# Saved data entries
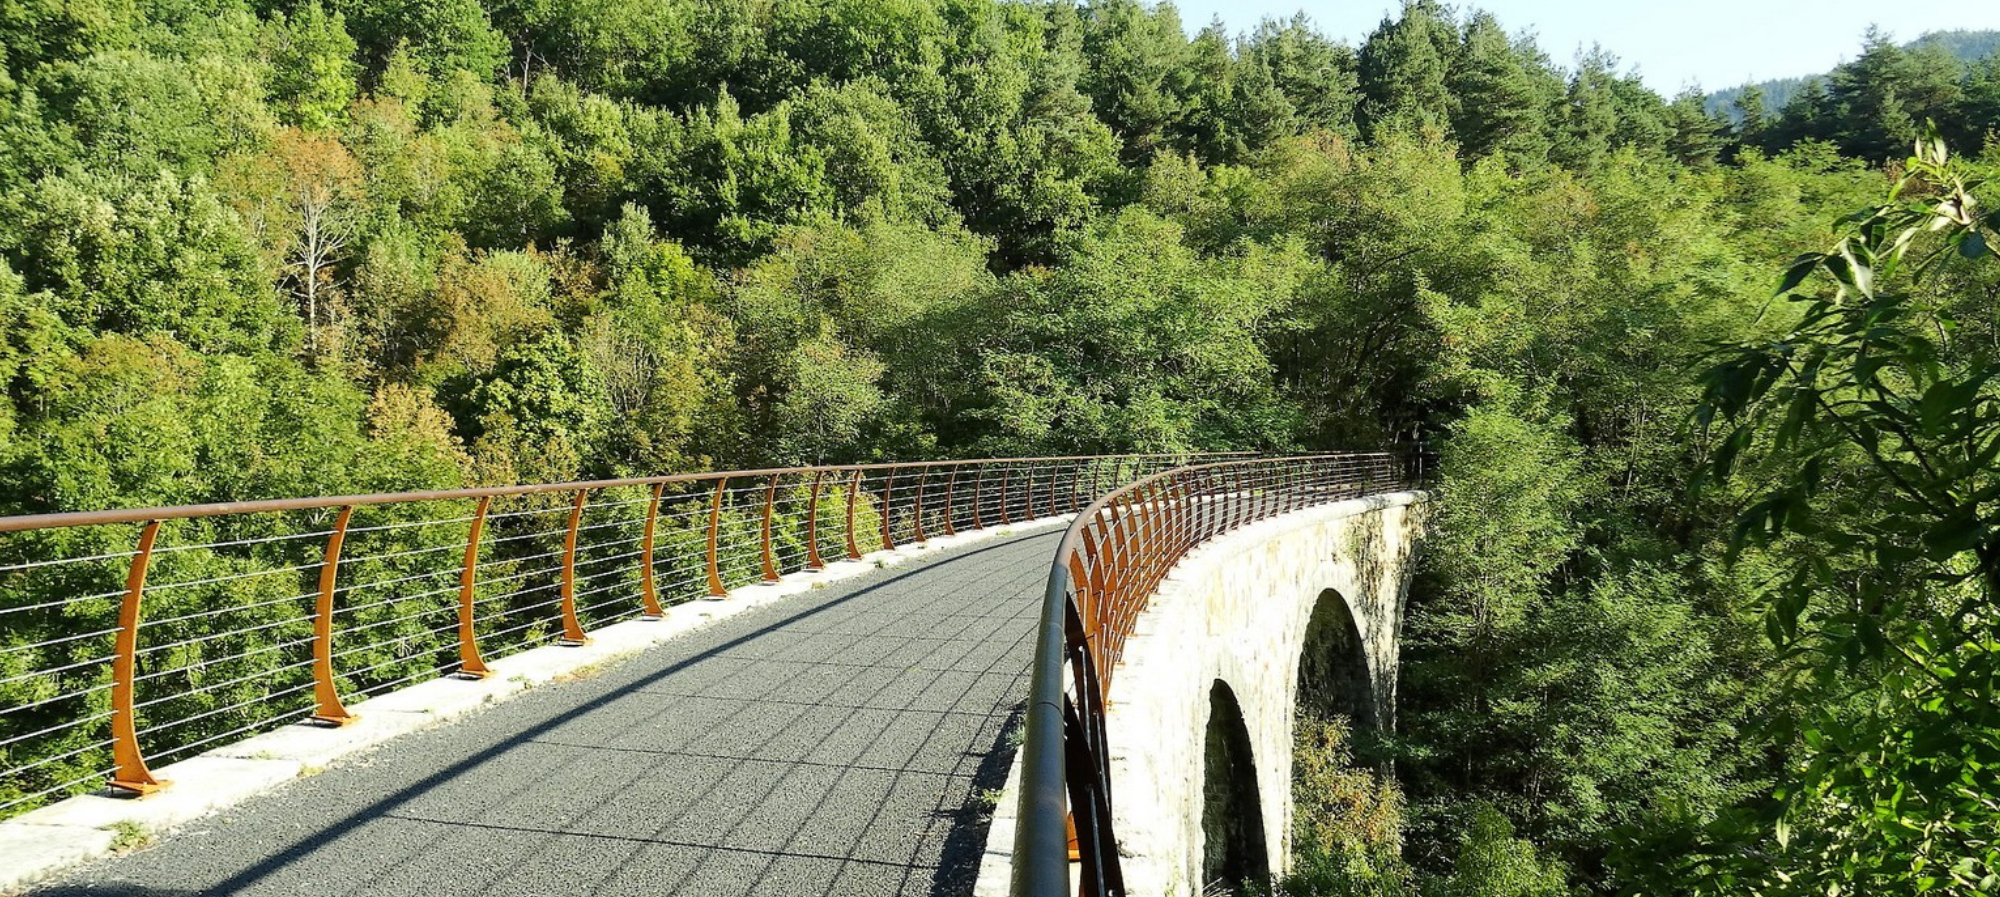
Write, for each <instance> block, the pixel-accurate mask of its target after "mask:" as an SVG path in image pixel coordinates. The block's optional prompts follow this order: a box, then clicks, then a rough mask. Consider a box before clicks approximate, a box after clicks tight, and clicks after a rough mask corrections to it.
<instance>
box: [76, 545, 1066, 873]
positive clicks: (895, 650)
mask: <svg viewBox="0 0 2000 897" xmlns="http://www.w3.org/2000/svg"><path fill="white" fill-rule="evenodd" d="M1056 539H1058V535H1056V533H1038V535H1022V537H1006V539H1000V541H992V543H982V545H976V547H968V549H960V551H952V553H946V555H942V557H940V559H936V561H930V563H924V565H920V567H898V569H888V571H874V573H870V575H866V577H858V579H852V581H846V583H836V585H832V587H828V589H816V591H808V593H802V595H798V597H794V599H786V601H780V603H774V605H770V607H764V609H758V611H752V613H746V615H740V617H732V619H726V621H720V623H716V625H712V627H706V629H700V631H696V633H690V635H688V637H682V639H676V641H672V643H668V645H664V647H656V649H652V651H648V653H644V655H640V657H638V659H632V661H628V663H624V665H618V667H614V669H610V671H606V673H602V675H598V677H596V679H584V681H572V683H564V685H554V687H546V689H536V691H532V693H528V695H524V697H518V699H514V701H508V703H506V705H500V707H496V709H492V711H486V713H480V715H474V717H470V719H466V721H460V723H454V725H446V727H438V729H432V731H426V733H418V735H410V737H404V739H398V741H394V743H390V745H388V747H384V749H380V751H376V753H370V755H366V757H360V759H356V761H348V763H344V765H340V767H336V769H330V771H326V773H322V775H316V777H310V779H302V781H296V783H292V785H288V787H284V789H280V791H276V793H270V795H264V797H258V799H254V801H250V803H246V805H242V807H236V809H230V811H224V813H222V815H216V817H208V819H202V821H198V823H192V825H188V827H184V829H182V831H178V833H174V835H170V837H166V839H164V841H162V843H158V845H154V847H150V849H144V851H138V853H134V855H128V857H120V859H108V861H102V863H96V865H90V867H84V869H80V871H78V873H72V875H70V877H66V879H62V881H58V883H54V885H48V887H44V889H40V891H36V895H44V897H46V895H70V897H80V895H134V897H138V895H146V897H164V895H194V893H216V895H224V893H226V895H314V897H318V895H368V897H396V895H410V897H454V895H468V897H472V895H476V897H504V895H534V897H552V895H674V893H684V895H704V897H706V895H748V893H758V895H842V897H846V895H964V893H970V891H972V877H974V875H976V869H978V855H980V847H982V843H984V835H986V817H984V811H982V803H980V791H982V789H996V787H1000V783H1002V779H1004V777H1006V765H1008V763H1010V759H1012V747H1008V745H1006V729H1008V723H1010V717H1012V715H1014V713H1016V707H1018V705H1020V703H1022V701H1024V699H1026V691H1028V661H1030V657H1032V653H1034V617H1036V611H1038V605H1040V597H1042V589H1044V583H1046V577H1048V559H1050V557H1052V553H1054V545H1056Z"/></svg>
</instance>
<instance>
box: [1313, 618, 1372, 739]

# Exercise
Please show all lines from the entries that contain the word "instance".

# Your response
Write, for each <instance> block, the pixel-accurate mask of its target after "mask:" as an SVG path in image pixel coordinates. The block's optional prompts follow this order: a box, then clicks, then a rough mask. Consider a box before clicks approximate, a box after clicks tight, and clicks after a rough mask corrections to it.
<instance>
</instance>
<instance>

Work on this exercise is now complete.